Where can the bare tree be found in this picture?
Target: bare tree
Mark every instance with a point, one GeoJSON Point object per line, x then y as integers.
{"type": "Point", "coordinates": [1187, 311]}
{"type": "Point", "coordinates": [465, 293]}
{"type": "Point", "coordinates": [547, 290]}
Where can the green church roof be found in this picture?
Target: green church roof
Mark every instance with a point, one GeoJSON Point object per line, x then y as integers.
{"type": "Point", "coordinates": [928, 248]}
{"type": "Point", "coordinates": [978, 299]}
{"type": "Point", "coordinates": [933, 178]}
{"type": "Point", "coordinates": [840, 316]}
⁂
WORK REQUEST =>
All entries above are to be transcribed verbatim.

ANSWER =>
Where can the bare tree be found in this picture?
Target: bare tree
Mark every instance with a point, one GeoJSON Point object per line, x then y as integers.
{"type": "Point", "coordinates": [1187, 311]}
{"type": "Point", "coordinates": [465, 293]}
{"type": "Point", "coordinates": [547, 290]}
Where can the green church roof be found in this picture?
Target: green church roof
Mark every instance with a point, one GeoJSON Point object per line, x then y as integers.
{"type": "Point", "coordinates": [928, 248]}
{"type": "Point", "coordinates": [978, 299]}
{"type": "Point", "coordinates": [933, 178]}
{"type": "Point", "coordinates": [840, 316]}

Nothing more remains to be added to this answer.